---------- Records for the task ----------

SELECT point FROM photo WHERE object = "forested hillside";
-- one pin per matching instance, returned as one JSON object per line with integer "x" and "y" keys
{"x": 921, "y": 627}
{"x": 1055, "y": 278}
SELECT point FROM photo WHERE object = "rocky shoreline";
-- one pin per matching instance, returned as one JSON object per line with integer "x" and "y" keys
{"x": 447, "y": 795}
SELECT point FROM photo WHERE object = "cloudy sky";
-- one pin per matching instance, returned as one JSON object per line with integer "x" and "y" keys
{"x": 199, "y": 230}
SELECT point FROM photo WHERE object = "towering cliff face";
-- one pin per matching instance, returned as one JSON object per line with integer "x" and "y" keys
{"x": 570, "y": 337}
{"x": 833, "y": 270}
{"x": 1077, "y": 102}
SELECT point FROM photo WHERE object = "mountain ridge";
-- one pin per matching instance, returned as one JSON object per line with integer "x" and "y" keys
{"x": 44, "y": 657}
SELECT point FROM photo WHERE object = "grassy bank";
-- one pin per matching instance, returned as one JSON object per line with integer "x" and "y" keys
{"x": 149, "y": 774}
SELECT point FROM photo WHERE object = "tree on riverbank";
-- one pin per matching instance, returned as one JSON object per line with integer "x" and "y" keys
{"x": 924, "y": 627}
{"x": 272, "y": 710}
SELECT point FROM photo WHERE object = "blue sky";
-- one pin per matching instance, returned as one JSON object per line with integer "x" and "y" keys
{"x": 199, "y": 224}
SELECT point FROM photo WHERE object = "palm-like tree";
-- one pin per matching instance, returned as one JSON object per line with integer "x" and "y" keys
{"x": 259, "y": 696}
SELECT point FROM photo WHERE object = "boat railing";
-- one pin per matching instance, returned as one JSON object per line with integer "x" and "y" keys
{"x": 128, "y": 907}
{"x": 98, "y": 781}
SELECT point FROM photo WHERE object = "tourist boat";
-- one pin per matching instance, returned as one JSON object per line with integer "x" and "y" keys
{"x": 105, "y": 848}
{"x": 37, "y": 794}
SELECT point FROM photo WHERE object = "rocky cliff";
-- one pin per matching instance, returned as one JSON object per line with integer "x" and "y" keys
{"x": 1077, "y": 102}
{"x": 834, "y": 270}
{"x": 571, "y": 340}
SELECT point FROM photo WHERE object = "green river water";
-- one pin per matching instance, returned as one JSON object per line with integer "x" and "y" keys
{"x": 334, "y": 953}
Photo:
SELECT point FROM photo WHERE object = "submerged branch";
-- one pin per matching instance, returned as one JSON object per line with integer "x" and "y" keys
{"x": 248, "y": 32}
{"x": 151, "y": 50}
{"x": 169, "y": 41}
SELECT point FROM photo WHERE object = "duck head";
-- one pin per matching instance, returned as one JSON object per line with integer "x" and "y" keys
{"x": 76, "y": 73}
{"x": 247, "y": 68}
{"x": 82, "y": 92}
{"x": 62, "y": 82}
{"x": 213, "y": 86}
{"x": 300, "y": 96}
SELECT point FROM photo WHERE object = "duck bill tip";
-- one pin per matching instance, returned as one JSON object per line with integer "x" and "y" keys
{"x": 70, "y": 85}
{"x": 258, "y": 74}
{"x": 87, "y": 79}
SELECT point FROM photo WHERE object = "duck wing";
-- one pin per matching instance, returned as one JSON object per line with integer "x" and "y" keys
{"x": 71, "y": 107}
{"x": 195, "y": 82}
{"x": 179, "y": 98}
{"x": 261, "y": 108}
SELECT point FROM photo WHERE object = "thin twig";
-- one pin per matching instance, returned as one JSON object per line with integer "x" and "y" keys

----------

• **Task statement**:
Copy all of the data. Keep every word exactly as it is.

• **Task result**:
SELECT point FROM photo WHERE object = "forested hillside";
-- one pin per matching instance, returned as one JSON object per line with integer "x" and "y" keys
{"x": 921, "y": 627}
{"x": 1055, "y": 278}
SELECT point FROM photo WHERE object = "rocky shoreline";
-- one pin per matching instance, returned as one JSON object per line with integer "x" and "y" keys
{"x": 447, "y": 795}
SELECT point FROM photo WHERE object = "cloudy sky";
-- one pin per matching instance, returned as one JSON object per line with integer "x" and "y" keys
{"x": 199, "y": 230}
SELECT point FROM photo WHERE object = "towering cliff face";
-- one pin per matching instance, returned as one JSON object per line with integer "x" and "y" keys
{"x": 570, "y": 337}
{"x": 833, "y": 270}
{"x": 1077, "y": 102}
SELECT point FROM photo WHERE object = "mountain ridge";
-- one pin per matching instance, returned as one JSON object per line with integer "x" and "y" keys
{"x": 44, "y": 657}
SELECT point FROM photo WHERE object = "grassy bank";
-- one pin per matching instance, returned as one JSON object per line with integer "x" and "y" keys
{"x": 149, "y": 774}
SELECT point FROM photo WHERE object = "tree on riverbank";
-- one pin per matching instance, returned as one JSON object per line with integer "x" and "y" keys
{"x": 924, "y": 627}
{"x": 272, "y": 710}
SELECT point FROM photo WHERE object = "blue sky";
-- one pin per matching instance, returned as one JSON object per line with integer "x" and "y" keys
{"x": 199, "y": 224}
SELECT point FROM photo WHERE object = "palm-like tree";
-- one pin per matching instance, returned as one JSON object per line with integer "x" and "y" keys
{"x": 259, "y": 696}
SELECT point FROM photo WHERE object = "boat railing";
-- one pin per matching instance, returned as one JSON object per line with integer "x" and "y" keys
{"x": 128, "y": 907}
{"x": 98, "y": 781}
SELECT point FROM photo WHERE object = "tourist boat";
-- one pin per matching instance, returned as one JSON object per line with integer "x" and "y" keys
{"x": 105, "y": 848}
{"x": 37, "y": 794}
SELECT point FROM photo WHERE object = "rocky cliff";
-- one pin per matching instance, returned as one JSON object per line with integer "x" and "y" keys
{"x": 1077, "y": 102}
{"x": 834, "y": 270}
{"x": 571, "y": 340}
SELECT point FROM photo WHERE object = "green river water";
-- one pin per matching instance, returned as one JSON object per line with integer "x" and "y" keys
{"x": 334, "y": 953}
Photo:
SELECT point FROM photo WHERE object = "submerged branch";
-- one pin per matching instance, returned as one JSON object per line with integer "x" and "y" keys
{"x": 248, "y": 32}
{"x": 151, "y": 50}
{"x": 169, "y": 41}
SELECT point FROM photo WHERE object = "duck head";
-- one pin per matching instance, returned as one JSON object per line with integer "x" and "y" keys
{"x": 76, "y": 73}
{"x": 247, "y": 68}
{"x": 82, "y": 92}
{"x": 62, "y": 82}
{"x": 213, "y": 86}
{"x": 300, "y": 96}
SELECT point FROM photo WHERE object = "duck bill tip";
-- one pin per matching instance, returned as one JSON object per line with integer "x" and "y" keys
{"x": 70, "y": 85}
{"x": 258, "y": 74}
{"x": 87, "y": 79}
SELECT point FROM photo WHERE object = "duck wing";
-- one pin per matching instance, returned as one JSON object per line with integer "x" and "y" keys
{"x": 71, "y": 107}
{"x": 195, "y": 82}
{"x": 179, "y": 98}
{"x": 261, "y": 108}
SELECT point FROM photo WHERE object = "thin twig";
-- one pin per matching instance, returned as one JSON object per line with integer "x" and "y" keys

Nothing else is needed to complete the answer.